The tolling issue. Under California law, if the patient was "insane" when his claim accrued in early 2008, the two-year statute of limitations would be tolled, presumably until he stopped taking Mirapex in July 2010. However, the appeals court noted that when his cause of action accrued in early 2008, the patient was a full-time college professor, was serving as the chair of his department, and owned and operated two rental properties. He had never been diagnosed with or treated for mental illness or psychological disorder. When he reported his gambling and other compulsive behaviors to the doctor in January and April 2008, he was advised that this behavior might be a side effect of taking Mirapex. The doctor suggested that the patient consider "cutting back," a suggestion he "resisted" for more than two years. At no point did the doctor question the patient’s competence to care for himself or manage his affairs, nor was there evidence that anyone questioned his legal competence.
The patient submitted the doctor’s visit notes from July 2010 indicating that while on the drug, he was disconnected from his actions. He also submitted an affidavit from 2012 stating that he was "not fully based in reality." The affidavit listed ways in which his gambling and "unreliable behavior" had injured client relations, hastened his retirement as a college professor, tarnished his reputation as a speaker, and caused him to make a poor investment.
The Eighth Circuit agreed with the district court that the July 2010 opinion of the doctor, who was a treating neurologist (not a psychiatrist), and the assertions in the affidavit failed to meet the patient’s burden of showing that he was insane at the time his cause of action accrued.
The continuing violations issue. The patient next argued that each ingestion of Mirapex gave rise to a separate and distinct claim. Therefore, he reasoned, damages for injuries suffered due to dosages of Mirapex taken within two years of December 30, 2010, were not barred by the statute of limitations. In effect, he contended that taking each dose of Mirapex gave rise to nearly 5,000 distinct and separate claims. The appeals court found that this "counter-intuitive argument" was without merit.

### Extracted data
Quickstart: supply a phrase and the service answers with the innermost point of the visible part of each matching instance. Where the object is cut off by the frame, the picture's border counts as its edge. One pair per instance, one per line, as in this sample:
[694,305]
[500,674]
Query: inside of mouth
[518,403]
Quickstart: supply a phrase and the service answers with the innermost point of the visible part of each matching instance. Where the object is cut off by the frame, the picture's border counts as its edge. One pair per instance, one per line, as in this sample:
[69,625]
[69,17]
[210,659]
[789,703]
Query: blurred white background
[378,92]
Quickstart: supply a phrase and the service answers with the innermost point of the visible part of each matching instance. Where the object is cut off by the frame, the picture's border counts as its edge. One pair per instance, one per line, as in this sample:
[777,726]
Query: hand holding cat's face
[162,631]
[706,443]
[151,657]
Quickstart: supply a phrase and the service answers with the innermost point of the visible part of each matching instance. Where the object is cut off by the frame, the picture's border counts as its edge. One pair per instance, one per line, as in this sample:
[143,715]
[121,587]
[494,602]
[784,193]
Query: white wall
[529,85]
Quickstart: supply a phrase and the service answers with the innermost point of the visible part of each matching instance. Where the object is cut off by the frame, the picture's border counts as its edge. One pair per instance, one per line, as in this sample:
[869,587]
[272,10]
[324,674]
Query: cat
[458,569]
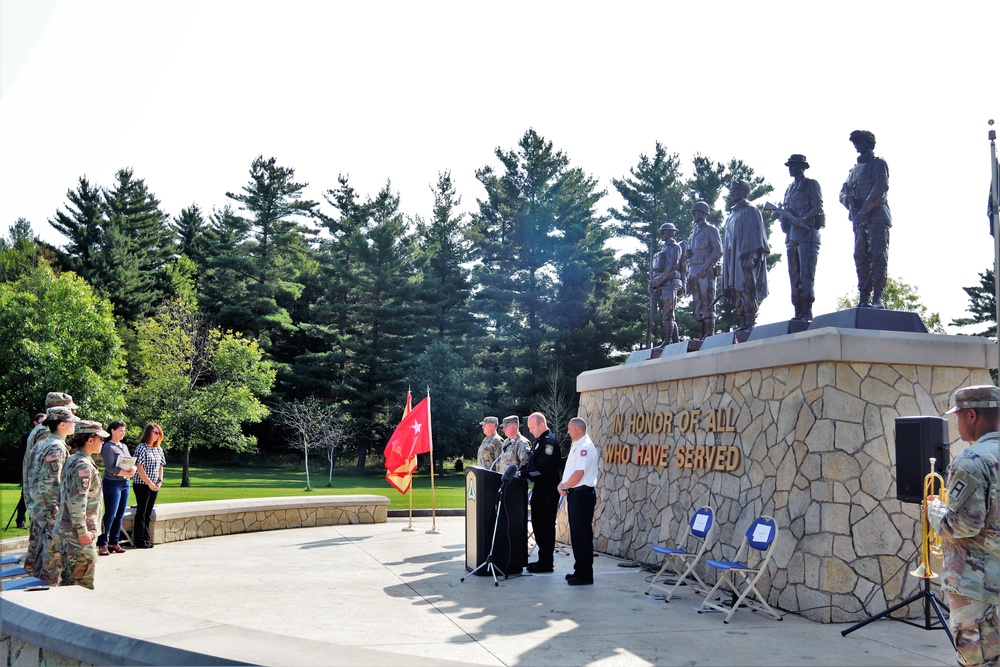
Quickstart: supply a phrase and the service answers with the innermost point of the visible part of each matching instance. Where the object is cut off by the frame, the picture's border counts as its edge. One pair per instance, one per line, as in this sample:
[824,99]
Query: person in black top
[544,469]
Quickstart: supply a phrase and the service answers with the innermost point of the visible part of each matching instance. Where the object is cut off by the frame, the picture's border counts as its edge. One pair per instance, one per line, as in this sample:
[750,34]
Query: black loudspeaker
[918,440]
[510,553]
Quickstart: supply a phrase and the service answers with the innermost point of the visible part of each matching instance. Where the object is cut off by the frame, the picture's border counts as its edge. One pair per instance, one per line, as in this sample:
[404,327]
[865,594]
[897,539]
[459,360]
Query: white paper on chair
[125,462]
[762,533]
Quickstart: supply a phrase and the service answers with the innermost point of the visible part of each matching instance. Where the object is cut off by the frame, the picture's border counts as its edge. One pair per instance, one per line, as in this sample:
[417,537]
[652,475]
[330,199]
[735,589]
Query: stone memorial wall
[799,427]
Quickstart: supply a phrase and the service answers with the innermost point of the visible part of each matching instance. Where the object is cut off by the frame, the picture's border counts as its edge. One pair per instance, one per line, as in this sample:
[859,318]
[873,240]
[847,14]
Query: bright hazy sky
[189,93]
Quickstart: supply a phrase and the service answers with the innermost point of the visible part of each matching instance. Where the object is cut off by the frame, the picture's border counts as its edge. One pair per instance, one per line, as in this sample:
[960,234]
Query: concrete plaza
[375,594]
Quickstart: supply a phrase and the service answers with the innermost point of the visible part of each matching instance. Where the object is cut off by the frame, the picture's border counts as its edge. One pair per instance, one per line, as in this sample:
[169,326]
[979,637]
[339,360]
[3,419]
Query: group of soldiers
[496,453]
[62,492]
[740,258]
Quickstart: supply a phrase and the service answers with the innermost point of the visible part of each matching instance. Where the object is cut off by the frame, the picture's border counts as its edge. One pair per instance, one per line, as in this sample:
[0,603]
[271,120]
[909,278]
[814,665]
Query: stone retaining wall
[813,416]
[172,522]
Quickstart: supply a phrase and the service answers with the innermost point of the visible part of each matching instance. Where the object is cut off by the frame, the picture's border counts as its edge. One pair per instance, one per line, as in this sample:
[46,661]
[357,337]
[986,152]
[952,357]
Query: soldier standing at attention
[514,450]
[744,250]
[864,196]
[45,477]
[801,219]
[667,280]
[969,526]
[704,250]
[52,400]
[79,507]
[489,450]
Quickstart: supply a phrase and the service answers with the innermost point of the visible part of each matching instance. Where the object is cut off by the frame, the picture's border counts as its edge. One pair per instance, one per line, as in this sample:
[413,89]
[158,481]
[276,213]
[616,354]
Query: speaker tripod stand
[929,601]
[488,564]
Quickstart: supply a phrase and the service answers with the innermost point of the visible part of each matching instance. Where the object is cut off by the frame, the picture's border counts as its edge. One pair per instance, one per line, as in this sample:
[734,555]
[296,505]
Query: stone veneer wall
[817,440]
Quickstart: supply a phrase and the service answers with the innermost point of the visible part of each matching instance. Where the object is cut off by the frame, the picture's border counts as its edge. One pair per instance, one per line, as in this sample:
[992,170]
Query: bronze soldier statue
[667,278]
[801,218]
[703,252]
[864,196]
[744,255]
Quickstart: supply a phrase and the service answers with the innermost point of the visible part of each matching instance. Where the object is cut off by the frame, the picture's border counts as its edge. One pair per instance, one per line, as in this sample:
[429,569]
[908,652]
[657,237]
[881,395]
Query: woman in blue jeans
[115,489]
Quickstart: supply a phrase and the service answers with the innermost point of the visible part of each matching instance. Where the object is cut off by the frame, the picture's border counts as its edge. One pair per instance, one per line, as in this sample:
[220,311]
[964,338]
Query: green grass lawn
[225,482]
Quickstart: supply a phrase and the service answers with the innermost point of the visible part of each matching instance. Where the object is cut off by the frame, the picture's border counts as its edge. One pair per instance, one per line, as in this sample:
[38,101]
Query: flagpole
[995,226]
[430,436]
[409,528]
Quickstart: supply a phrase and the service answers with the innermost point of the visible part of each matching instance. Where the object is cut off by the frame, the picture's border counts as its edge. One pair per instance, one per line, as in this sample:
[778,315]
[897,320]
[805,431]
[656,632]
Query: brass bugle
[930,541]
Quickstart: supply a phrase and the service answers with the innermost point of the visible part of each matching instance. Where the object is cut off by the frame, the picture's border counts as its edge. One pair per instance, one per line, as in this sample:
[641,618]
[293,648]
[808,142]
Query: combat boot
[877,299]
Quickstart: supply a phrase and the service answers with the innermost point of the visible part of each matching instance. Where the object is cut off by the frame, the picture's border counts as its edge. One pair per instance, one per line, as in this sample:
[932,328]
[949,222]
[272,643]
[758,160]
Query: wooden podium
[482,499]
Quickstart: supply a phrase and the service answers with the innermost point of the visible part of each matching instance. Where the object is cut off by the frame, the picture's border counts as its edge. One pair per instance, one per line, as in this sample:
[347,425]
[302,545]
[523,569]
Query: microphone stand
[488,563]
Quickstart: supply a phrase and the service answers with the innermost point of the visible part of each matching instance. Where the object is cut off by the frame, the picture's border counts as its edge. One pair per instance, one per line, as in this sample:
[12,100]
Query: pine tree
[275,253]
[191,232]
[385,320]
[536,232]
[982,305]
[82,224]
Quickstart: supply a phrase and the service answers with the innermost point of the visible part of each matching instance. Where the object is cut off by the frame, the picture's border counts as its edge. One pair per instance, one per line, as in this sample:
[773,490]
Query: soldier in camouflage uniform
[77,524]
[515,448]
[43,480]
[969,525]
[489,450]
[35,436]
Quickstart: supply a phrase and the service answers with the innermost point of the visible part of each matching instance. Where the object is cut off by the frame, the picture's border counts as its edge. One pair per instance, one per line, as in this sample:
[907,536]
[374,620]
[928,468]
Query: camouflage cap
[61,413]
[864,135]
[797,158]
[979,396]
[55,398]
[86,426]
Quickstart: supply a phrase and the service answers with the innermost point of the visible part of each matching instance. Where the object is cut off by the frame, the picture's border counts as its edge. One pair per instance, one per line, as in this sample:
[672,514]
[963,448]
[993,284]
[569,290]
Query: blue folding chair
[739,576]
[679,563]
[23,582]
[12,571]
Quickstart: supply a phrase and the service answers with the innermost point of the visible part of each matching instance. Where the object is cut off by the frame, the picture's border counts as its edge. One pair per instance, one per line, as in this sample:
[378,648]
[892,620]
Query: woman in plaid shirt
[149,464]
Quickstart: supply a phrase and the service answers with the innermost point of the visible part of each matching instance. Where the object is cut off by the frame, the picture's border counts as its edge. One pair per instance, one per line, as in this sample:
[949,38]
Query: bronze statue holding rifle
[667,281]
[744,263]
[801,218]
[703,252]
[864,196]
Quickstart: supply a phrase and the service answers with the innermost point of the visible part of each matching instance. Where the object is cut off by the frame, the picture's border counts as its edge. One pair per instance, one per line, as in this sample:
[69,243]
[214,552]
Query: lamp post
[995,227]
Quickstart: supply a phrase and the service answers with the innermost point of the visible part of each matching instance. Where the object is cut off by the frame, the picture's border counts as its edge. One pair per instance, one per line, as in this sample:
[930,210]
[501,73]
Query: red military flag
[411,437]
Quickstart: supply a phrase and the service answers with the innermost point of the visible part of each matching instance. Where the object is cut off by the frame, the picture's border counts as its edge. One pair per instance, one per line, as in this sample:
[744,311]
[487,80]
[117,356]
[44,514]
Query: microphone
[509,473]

### Exercise description
From the Mirapex excerpt, list each harm that the patient's 2012 affidavit says his gambling and "unreliable behavior" caused.

### The completed task
- Injured client relations
- Hastened his retirement as a college professor
- Tarnished his reputation as a speaker
- Caused him to make a poor investment